THE REQUEST.
Output every line of the listing below verbatim, with no additions or alterations.

RECORDS FOR THIS TASK.
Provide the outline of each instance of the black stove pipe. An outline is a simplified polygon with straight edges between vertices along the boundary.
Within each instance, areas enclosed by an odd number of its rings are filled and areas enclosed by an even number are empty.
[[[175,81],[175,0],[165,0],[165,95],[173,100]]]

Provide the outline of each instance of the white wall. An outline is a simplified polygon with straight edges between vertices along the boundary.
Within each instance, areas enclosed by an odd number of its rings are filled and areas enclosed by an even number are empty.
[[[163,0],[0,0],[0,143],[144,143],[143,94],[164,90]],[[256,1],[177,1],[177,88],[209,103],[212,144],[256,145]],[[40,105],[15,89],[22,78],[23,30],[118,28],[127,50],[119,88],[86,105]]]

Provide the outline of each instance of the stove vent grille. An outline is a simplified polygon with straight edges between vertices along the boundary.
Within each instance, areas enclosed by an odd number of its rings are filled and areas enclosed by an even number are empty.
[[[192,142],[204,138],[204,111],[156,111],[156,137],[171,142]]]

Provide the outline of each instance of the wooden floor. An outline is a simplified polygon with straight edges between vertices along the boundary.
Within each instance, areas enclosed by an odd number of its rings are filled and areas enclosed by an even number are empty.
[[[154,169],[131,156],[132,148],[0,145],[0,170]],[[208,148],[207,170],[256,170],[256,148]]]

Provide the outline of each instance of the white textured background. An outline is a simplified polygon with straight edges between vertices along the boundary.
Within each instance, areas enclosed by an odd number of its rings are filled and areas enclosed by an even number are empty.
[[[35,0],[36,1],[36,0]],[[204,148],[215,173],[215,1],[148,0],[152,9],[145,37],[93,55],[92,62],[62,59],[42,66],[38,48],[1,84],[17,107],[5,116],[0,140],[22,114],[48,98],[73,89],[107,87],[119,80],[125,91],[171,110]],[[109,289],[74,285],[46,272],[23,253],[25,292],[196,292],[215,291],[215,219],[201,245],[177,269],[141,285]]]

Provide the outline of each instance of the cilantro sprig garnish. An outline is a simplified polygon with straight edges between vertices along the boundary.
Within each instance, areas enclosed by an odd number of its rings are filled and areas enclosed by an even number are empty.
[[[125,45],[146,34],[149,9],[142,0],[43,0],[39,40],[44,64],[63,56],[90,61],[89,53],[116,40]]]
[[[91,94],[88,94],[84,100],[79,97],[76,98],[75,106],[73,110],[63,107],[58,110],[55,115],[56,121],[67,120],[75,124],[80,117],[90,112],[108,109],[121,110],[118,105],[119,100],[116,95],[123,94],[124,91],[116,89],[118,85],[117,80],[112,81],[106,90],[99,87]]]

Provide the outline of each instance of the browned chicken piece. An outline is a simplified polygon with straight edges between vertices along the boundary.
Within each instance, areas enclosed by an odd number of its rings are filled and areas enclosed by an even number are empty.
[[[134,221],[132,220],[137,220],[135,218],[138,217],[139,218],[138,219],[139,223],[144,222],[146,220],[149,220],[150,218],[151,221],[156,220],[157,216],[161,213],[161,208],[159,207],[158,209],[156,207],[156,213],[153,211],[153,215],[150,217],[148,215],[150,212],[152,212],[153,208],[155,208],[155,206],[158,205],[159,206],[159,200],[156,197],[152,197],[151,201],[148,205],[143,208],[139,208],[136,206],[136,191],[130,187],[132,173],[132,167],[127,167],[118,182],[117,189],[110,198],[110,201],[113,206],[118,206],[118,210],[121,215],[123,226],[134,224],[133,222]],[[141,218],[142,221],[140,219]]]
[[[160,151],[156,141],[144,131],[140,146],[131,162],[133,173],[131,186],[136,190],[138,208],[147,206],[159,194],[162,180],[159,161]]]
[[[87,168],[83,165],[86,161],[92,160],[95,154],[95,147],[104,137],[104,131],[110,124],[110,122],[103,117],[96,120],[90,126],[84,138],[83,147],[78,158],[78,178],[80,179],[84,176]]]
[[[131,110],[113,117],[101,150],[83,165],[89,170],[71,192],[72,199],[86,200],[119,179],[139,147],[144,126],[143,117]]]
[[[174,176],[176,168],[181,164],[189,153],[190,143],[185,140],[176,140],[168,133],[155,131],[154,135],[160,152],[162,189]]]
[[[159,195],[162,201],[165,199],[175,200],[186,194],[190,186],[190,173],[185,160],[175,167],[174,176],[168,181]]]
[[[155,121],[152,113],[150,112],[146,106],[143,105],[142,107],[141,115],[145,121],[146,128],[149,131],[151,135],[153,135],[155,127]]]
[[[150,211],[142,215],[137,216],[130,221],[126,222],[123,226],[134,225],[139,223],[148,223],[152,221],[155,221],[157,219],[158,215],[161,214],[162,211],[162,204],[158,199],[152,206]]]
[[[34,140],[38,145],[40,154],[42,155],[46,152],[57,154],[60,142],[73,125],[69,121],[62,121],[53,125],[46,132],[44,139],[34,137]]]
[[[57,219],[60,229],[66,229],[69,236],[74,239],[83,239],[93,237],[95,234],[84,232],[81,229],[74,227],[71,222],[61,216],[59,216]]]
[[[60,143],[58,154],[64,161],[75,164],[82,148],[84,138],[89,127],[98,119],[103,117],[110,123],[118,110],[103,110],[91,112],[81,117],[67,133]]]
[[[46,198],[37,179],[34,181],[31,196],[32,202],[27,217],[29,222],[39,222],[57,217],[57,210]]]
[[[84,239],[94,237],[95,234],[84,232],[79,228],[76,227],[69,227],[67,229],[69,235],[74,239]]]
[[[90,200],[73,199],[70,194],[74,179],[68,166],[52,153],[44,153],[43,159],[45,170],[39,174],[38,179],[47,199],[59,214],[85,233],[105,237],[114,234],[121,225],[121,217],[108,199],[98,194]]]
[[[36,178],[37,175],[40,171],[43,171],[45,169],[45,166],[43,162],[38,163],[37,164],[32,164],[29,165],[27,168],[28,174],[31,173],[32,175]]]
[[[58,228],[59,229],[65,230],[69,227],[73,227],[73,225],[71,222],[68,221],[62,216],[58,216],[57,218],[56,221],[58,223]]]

SOLUTION FOR THIS TASK.
Provide the outline of each instance of the black stove pipe. An outline is a simplified polygon with straight edges between vertices along the boundary.
Within each instance, areas enclosed by an odd number of its rings are filled and areas enclosed by an even number are empty.
[[[175,81],[175,0],[165,0],[165,95],[173,100]]]

Provide the outline of each instance of the white wall. An outline is a simplified polygon with straight edges between vertices along the boundary.
Within each instance, areas enclosed by an odd number of its rings are filled and areas enclosed by an even number are empty.
[[[163,0],[0,0],[0,143],[144,143],[143,94],[164,90]],[[256,1],[177,1],[177,88],[209,103],[212,144],[256,145]],[[40,105],[15,89],[22,78],[23,30],[118,28],[127,50],[119,88],[86,105]]]

Provide the outline of each instance of the stove vent grille. An outline is a simplified polygon with straight edges between vertices along the boundary.
Within each instance, areas enclosed by an odd number of its rings are filled and areas enclosed by an even number are empty.
[[[192,142],[204,138],[204,111],[156,111],[156,137],[171,142]]]

Provide the outline of each instance of the wooden floor. An outline is a simplified polygon with straight edges between vertices along the boundary.
Within each instance, areas enclosed by an odd number of its rings are filled and areas enclosed by an even number are empty.
[[[154,169],[131,156],[132,148],[0,145],[0,170]],[[208,148],[207,170],[256,170],[256,148]]]

Provide the outline of each instance of the white textured background. An outline is a simplified polygon with straight edges between vertices along the boundary.
Within each instance, areas enclosed by an odd number of its rings are filled and areas enclosed by an even number are empty.
[[[35,0],[36,1],[36,0]],[[204,148],[215,173],[215,1],[148,0],[152,9],[145,37],[93,55],[92,62],[62,59],[42,66],[38,48],[1,84],[17,107],[5,116],[0,140],[22,114],[48,98],[73,89],[107,87],[119,80],[125,91],[171,110]],[[109,289],[74,285],[46,272],[23,253],[25,292],[196,292],[215,291],[215,219],[201,245],[177,269],[141,285]]]

Provide the outline of each instance of the cilantro sprig garnish. An outline is a simplified polygon with straight edges between vertices along the boundary.
Within each instance, areas enclosed by an odd number of its rings are filled and areas enclosed by an even number are empty.
[[[125,45],[146,34],[149,9],[142,0],[43,0],[39,40],[44,64],[63,56],[90,61],[89,53],[116,40]]]
[[[91,94],[88,94],[84,100],[79,97],[76,98],[75,106],[73,110],[63,107],[58,110],[55,115],[56,121],[67,120],[75,124],[80,117],[90,112],[108,109],[121,110],[118,105],[119,100],[116,95],[123,94],[124,91],[116,89],[118,85],[117,80],[112,81],[106,90],[99,87]]]

Provide the outline of each instance of the browned chicken piece. An outline is a simplified polygon with straight edges between vertices along the boundary.
Within each instance, areas enclosed by an odd number of its rings are filled and areas enclosed by an even number are empty.
[[[134,221],[132,220],[137,220],[135,218],[138,217],[139,218],[138,219],[139,223],[144,222],[146,220],[149,220],[150,218],[151,221],[156,220],[157,216],[161,213],[161,208],[159,207],[158,209],[156,207],[156,213],[153,211],[153,215],[150,217],[148,215],[150,212],[152,212],[153,208],[155,208],[155,206],[158,205],[159,206],[159,200],[156,197],[152,197],[151,201],[148,205],[143,208],[139,208],[136,206],[136,191],[130,187],[132,173],[132,167],[127,167],[118,182],[117,189],[110,198],[110,201],[113,206],[118,206],[118,210],[121,215],[123,226],[134,224],[133,222]],[[141,218],[142,221],[140,219]]]
[[[160,151],[156,141],[144,131],[140,146],[131,162],[133,173],[131,186],[136,190],[138,208],[147,206],[159,194],[162,180],[159,161]]]
[[[87,168],[83,165],[86,161],[92,160],[95,154],[95,147],[104,137],[104,131],[110,124],[110,122],[103,117],[96,120],[90,126],[84,138],[83,147],[78,158],[78,178],[80,179],[84,176]]]
[[[131,110],[113,117],[101,150],[83,165],[89,170],[71,192],[72,199],[86,200],[119,179],[139,147],[144,126],[143,117]]]
[[[174,176],[176,168],[181,164],[189,153],[190,143],[185,140],[176,140],[168,133],[155,131],[154,135],[160,152],[162,189]]]
[[[159,195],[162,201],[165,199],[175,200],[186,194],[190,186],[190,173],[185,160],[175,167],[174,176],[168,181]]]
[[[155,121],[152,113],[150,112],[146,106],[143,105],[142,107],[141,115],[145,121],[146,128],[149,131],[151,135],[153,135],[155,127]]]
[[[150,211],[142,215],[137,216],[130,221],[126,222],[123,226],[134,225],[139,223],[148,223],[152,221],[155,221],[157,219],[158,215],[161,214],[162,211],[162,204],[158,199],[152,206]]]
[[[34,140],[38,145],[40,154],[42,155],[46,152],[57,154],[60,142],[73,125],[69,121],[62,121],[53,125],[46,132],[44,139],[34,137]]]
[[[57,219],[60,229],[66,229],[69,236],[74,239],[83,239],[93,237],[95,234],[84,232],[81,229],[74,227],[71,222],[61,216],[59,216]]]
[[[60,143],[58,154],[64,161],[75,164],[82,148],[84,138],[89,127],[98,119],[103,117],[110,123],[118,110],[103,110],[91,112],[81,117],[67,133]]]
[[[46,198],[37,179],[34,181],[31,196],[32,202],[27,217],[29,222],[39,222],[57,217],[57,210]]]
[[[84,239],[94,237],[95,234],[84,232],[79,228],[76,227],[69,227],[67,229],[69,235],[74,239]]]
[[[90,200],[73,199],[70,194],[74,179],[68,166],[52,153],[44,153],[43,159],[45,170],[39,174],[38,179],[47,199],[59,214],[85,233],[105,237],[114,234],[121,225],[121,217],[108,199],[98,194]]]
[[[36,178],[37,175],[40,171],[43,171],[45,169],[45,166],[43,162],[38,163],[37,164],[32,164],[29,165],[27,168],[28,174],[31,173],[32,175]]]
[[[58,228],[59,229],[65,230],[69,227],[73,227],[73,225],[71,222],[68,221],[62,216],[58,216],[57,218],[56,221],[58,223]]]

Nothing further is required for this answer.